ACTIVITY LIST:
1: From the Zoucheng passage, return everything from "Zoucheng (邹城市 (Zōuchéng" down to "Fushan Subdistrict (凫山街道)", copied word for word.
2: Summarize the Zoucheng passage in two sentences.

SOURCE EXTRACT:
##########
Zoucheng (邹城市 (Zōuchéng shì)) is a county-level city in the south of Shandong province, China. Before it was incorporated as a city in October 1992, it was known as Zou County (邹县) or Zouxian.

Zoucheng is located about 20 km south of the city of Qufu, and like Qufu, is administratively under the prefecture-level city of Jining. Its population was 1,116,692 at the 2010 census.

==Administrative divisions==
Three subdistricts:
- Gangshan Subdistrict (钢山街道), Qianquan Subdistrict (千泉街道), Fushan Subdistrict (凫山街道)

Thirteen towns:
- Xiangcheng (香城镇), Chengqian (城前镇), Dashu (大束镇), Beisu (北宿镇), Zhongxindian (中心店镇), Tangcun (唐村镇), Taiping (太平镇), Shiqiang (石墙镇), Yishan (峄山镇), Kanzhuang (看庄镇), Zhangzhuang (张庄镇), Tianhuang (田黄镇), Guoli (郭里镇)
##########
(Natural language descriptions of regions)

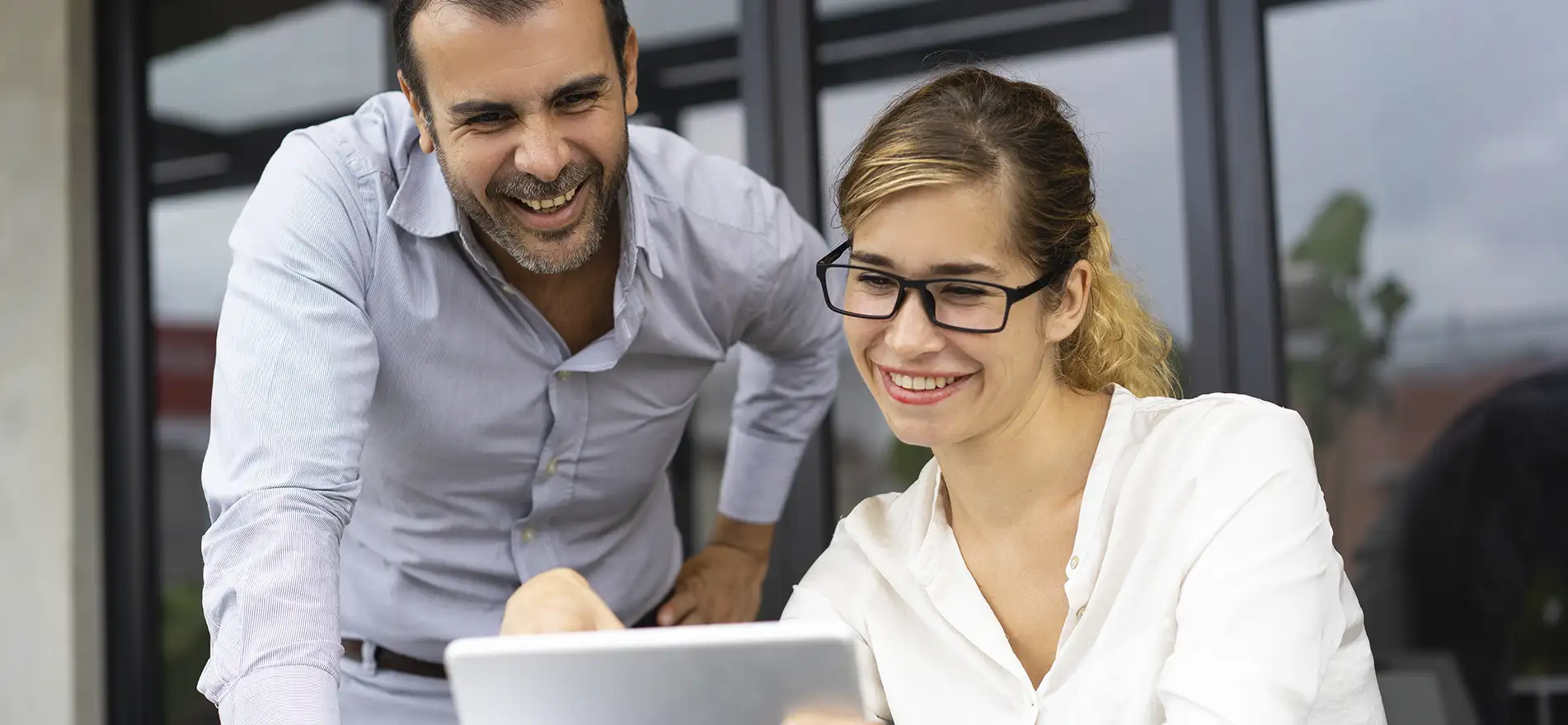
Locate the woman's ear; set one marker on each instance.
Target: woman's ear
(1072, 304)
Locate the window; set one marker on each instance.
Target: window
(222, 96)
(1421, 171)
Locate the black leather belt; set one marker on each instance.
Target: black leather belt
(387, 660)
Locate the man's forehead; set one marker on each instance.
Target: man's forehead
(463, 50)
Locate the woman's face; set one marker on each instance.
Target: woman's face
(940, 386)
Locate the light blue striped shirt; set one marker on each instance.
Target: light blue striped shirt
(399, 437)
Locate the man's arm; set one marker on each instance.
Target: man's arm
(787, 373)
(297, 365)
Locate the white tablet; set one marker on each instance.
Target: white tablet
(750, 674)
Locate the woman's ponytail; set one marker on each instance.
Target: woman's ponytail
(1119, 342)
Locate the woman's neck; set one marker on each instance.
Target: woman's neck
(1034, 462)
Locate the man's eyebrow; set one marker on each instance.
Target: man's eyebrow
(476, 107)
(585, 85)
(949, 268)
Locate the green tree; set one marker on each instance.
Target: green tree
(1340, 326)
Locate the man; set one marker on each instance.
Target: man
(463, 332)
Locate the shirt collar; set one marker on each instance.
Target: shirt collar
(1093, 511)
(424, 205)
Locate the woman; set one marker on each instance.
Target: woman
(1082, 549)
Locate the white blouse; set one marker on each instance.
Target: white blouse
(1203, 589)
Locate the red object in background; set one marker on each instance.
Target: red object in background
(184, 370)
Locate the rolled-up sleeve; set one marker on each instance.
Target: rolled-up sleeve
(293, 378)
(787, 373)
(1261, 611)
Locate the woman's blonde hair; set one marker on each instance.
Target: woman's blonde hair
(971, 126)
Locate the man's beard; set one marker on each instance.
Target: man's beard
(552, 251)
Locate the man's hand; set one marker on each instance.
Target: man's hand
(824, 719)
(721, 582)
(559, 600)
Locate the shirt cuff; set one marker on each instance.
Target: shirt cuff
(758, 476)
(281, 695)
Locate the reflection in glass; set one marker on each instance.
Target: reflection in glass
(1421, 212)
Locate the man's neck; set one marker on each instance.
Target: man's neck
(579, 302)
(1034, 464)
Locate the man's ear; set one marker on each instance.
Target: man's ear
(427, 143)
(629, 64)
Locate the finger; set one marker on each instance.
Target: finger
(606, 619)
(676, 610)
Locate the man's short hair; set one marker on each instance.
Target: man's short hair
(403, 13)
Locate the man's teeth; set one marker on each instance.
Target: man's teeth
(549, 204)
(916, 382)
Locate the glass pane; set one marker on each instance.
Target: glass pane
(312, 63)
(670, 22)
(1124, 96)
(190, 262)
(1421, 191)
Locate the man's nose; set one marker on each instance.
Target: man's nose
(910, 330)
(542, 151)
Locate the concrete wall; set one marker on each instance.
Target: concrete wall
(50, 572)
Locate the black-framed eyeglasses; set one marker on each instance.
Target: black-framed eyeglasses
(952, 302)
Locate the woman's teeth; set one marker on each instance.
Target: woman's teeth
(916, 382)
(549, 204)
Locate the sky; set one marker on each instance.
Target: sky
(1449, 115)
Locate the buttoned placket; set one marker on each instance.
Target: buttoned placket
(566, 394)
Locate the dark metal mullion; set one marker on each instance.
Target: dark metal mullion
(778, 91)
(130, 525)
(1253, 241)
(1228, 177)
(1208, 358)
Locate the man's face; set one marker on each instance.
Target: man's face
(528, 123)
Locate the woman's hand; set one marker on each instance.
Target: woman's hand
(559, 600)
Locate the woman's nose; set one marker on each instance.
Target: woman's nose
(910, 330)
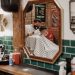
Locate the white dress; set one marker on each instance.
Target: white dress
(41, 46)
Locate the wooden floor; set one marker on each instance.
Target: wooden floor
(22, 70)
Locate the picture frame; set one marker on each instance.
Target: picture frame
(40, 10)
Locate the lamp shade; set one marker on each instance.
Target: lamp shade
(10, 5)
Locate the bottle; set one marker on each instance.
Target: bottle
(62, 71)
(10, 59)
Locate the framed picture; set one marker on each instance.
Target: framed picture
(40, 11)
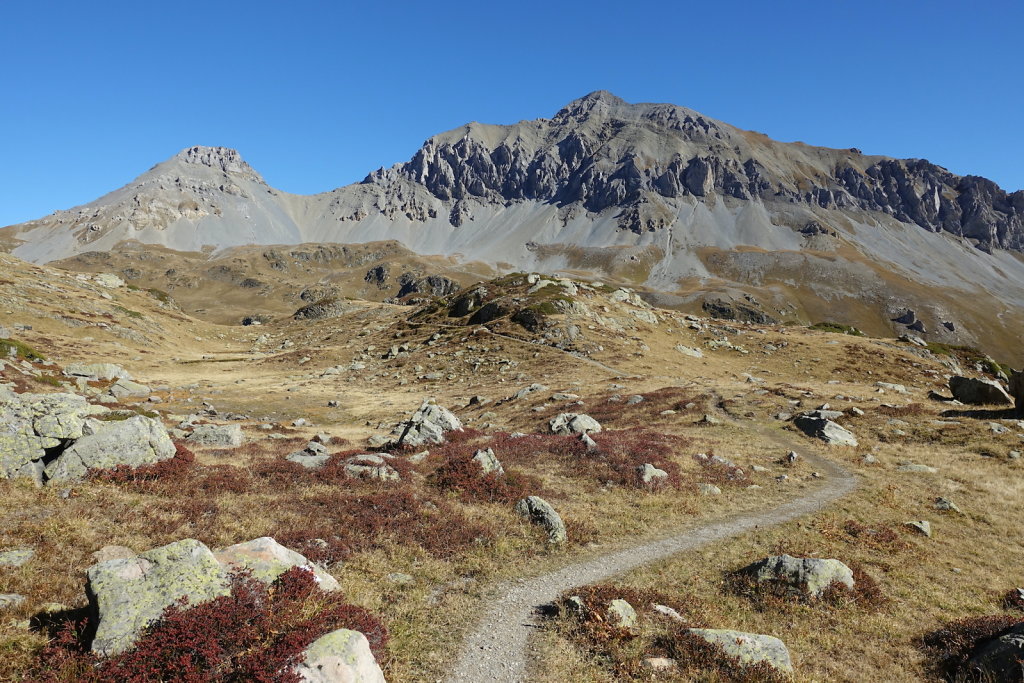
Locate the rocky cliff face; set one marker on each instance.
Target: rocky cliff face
(600, 153)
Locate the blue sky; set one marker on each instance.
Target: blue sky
(316, 94)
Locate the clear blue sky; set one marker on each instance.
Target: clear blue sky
(316, 94)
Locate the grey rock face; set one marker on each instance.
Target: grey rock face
(802, 574)
(135, 441)
(427, 425)
(128, 594)
(573, 423)
(340, 656)
(826, 430)
(222, 436)
(540, 512)
(748, 647)
(998, 659)
(979, 391)
(488, 463)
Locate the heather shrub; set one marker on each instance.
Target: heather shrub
(256, 633)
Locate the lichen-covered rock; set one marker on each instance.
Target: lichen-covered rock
(488, 463)
(979, 391)
(540, 512)
(267, 559)
(826, 430)
(32, 424)
(221, 436)
(370, 466)
(340, 656)
(572, 423)
(135, 441)
(427, 425)
(96, 371)
(126, 595)
(808, 575)
(750, 648)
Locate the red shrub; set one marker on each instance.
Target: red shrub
(256, 633)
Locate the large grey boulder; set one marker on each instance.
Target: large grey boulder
(539, 511)
(127, 595)
(826, 430)
(808, 575)
(750, 648)
(267, 559)
(572, 423)
(340, 656)
(135, 441)
(222, 436)
(32, 424)
(427, 425)
(999, 659)
(96, 371)
(979, 391)
(1017, 389)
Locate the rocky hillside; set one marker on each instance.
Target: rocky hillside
(655, 197)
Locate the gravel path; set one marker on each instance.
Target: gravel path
(498, 649)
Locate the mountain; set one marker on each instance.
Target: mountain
(655, 195)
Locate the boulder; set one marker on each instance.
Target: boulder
(127, 595)
(33, 425)
(572, 423)
(96, 371)
(808, 575)
(370, 466)
(998, 659)
(650, 475)
(267, 559)
(128, 389)
(488, 463)
(135, 441)
(979, 391)
(748, 647)
(540, 512)
(340, 656)
(427, 425)
(223, 436)
(826, 430)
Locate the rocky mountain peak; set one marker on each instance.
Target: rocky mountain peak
(224, 160)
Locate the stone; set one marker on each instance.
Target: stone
(922, 525)
(96, 371)
(488, 462)
(427, 425)
(748, 647)
(540, 512)
(622, 613)
(650, 475)
(33, 425)
(125, 388)
(573, 423)
(126, 595)
(824, 429)
(806, 575)
(979, 391)
(222, 436)
(16, 557)
(267, 559)
(340, 656)
(135, 441)
(370, 466)
(10, 600)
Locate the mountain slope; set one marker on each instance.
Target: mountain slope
(654, 195)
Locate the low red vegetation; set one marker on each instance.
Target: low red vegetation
(256, 633)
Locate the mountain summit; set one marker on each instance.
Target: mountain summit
(654, 194)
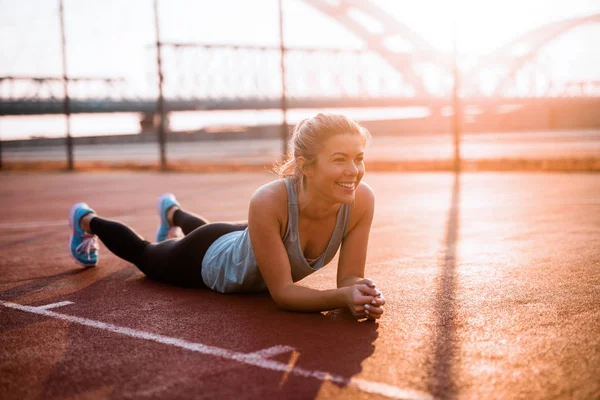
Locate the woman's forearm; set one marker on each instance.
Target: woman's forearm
(299, 298)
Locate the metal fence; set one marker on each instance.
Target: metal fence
(247, 95)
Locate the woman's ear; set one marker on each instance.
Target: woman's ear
(303, 165)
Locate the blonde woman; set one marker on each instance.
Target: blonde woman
(296, 224)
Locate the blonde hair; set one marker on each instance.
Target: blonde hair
(310, 134)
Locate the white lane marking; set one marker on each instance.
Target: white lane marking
(248, 359)
(273, 351)
(54, 305)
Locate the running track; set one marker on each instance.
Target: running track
(492, 284)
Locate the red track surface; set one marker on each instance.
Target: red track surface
(492, 283)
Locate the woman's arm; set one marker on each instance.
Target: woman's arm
(353, 254)
(264, 225)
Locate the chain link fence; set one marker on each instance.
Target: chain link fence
(222, 89)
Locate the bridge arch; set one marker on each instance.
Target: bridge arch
(381, 39)
(516, 53)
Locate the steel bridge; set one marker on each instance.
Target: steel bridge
(222, 77)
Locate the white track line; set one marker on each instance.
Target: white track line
(273, 351)
(248, 359)
(54, 305)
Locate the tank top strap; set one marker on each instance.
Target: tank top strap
(292, 225)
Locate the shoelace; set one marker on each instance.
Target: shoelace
(175, 232)
(89, 244)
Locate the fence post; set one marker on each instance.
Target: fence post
(161, 101)
(456, 105)
(284, 128)
(67, 100)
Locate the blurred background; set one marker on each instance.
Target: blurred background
(177, 84)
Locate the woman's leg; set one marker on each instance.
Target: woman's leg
(179, 261)
(121, 240)
(186, 220)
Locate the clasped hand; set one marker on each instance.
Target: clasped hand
(365, 300)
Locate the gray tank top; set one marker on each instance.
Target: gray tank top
(229, 264)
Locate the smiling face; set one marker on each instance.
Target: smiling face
(338, 167)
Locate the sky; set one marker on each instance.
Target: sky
(109, 37)
(112, 38)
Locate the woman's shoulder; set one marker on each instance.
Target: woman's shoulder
(269, 203)
(272, 195)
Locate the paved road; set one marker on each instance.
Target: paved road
(522, 145)
(492, 282)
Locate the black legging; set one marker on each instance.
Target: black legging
(176, 261)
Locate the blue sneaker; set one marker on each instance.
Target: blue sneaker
(82, 245)
(165, 230)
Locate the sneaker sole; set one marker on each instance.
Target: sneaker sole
(159, 211)
(72, 224)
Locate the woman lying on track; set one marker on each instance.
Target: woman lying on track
(296, 224)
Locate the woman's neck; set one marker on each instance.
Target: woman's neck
(313, 205)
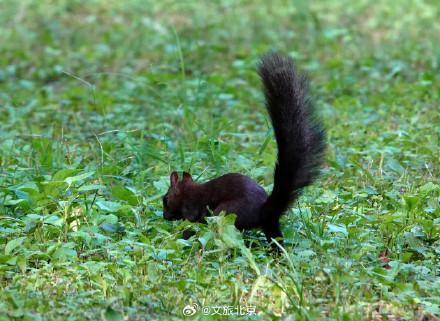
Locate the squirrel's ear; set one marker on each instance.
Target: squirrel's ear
(186, 177)
(174, 178)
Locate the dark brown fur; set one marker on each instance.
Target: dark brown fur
(301, 143)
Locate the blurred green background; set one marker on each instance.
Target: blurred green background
(100, 100)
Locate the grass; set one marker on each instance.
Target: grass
(100, 100)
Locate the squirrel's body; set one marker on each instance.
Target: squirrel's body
(301, 143)
(226, 193)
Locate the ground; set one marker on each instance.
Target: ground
(101, 100)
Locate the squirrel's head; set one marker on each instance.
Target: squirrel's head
(173, 199)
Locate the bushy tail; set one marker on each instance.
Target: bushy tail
(299, 135)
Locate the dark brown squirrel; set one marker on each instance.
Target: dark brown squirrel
(300, 138)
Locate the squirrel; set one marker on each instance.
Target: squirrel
(300, 138)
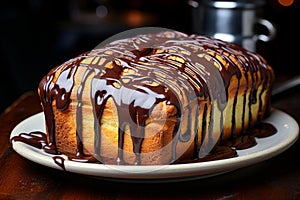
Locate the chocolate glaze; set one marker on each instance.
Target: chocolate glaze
(224, 150)
(196, 74)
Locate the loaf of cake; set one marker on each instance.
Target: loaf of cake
(154, 98)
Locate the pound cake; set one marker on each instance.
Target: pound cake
(154, 98)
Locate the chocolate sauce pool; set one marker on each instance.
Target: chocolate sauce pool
(169, 67)
(224, 150)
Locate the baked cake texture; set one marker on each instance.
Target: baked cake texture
(154, 98)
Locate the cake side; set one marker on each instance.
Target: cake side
(154, 105)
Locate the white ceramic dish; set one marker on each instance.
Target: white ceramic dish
(266, 148)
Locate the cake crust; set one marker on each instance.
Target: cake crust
(154, 98)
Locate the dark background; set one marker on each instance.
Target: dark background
(36, 35)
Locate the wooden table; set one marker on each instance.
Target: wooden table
(276, 178)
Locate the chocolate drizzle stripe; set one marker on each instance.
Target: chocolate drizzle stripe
(171, 68)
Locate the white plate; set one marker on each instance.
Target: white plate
(266, 148)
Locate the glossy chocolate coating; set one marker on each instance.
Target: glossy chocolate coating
(169, 67)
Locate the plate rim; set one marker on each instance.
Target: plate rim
(162, 172)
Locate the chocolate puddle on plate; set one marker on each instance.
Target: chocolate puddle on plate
(226, 149)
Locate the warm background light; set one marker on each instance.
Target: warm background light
(286, 2)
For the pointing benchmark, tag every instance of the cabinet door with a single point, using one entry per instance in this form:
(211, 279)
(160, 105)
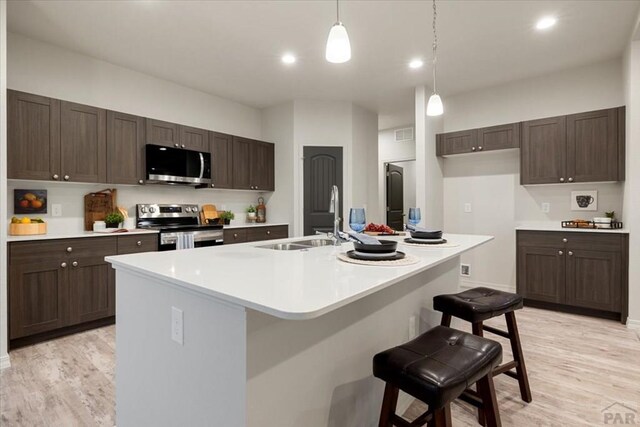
##########
EXPECTED OUTPUTS:
1:
Zoucheng (邹城市 (Zōuchéng shì)) is a county-level city in the south of Shandong province, China. Before it was incorporated as a city in October 1992, it was known as Zou County (邹县) or Zouxian.

Zoucheng is located about 20 km south of the city of Qufu, and like Qufu, is administratively under the prefecture-level city of Jining. Its population was 1,116,692 at the 2010 census.

==Administrative divisions==
Three subdistricts:
- Gangshan Subdistrict (钢山街道), Qianquan Subdistrict (千泉街道), Fushan Subdistrict (凫山街道)

2: Zoucheng, known as Zou County before it became a city in October 1992, is a county-level city in southern Shandong province, China, about 20 km south of Qufu and administratively under the prefecture-level city of Jining. Its population was 1,116,692 at the 2010 census, and it is divided into three subdistricts and thirteen towns.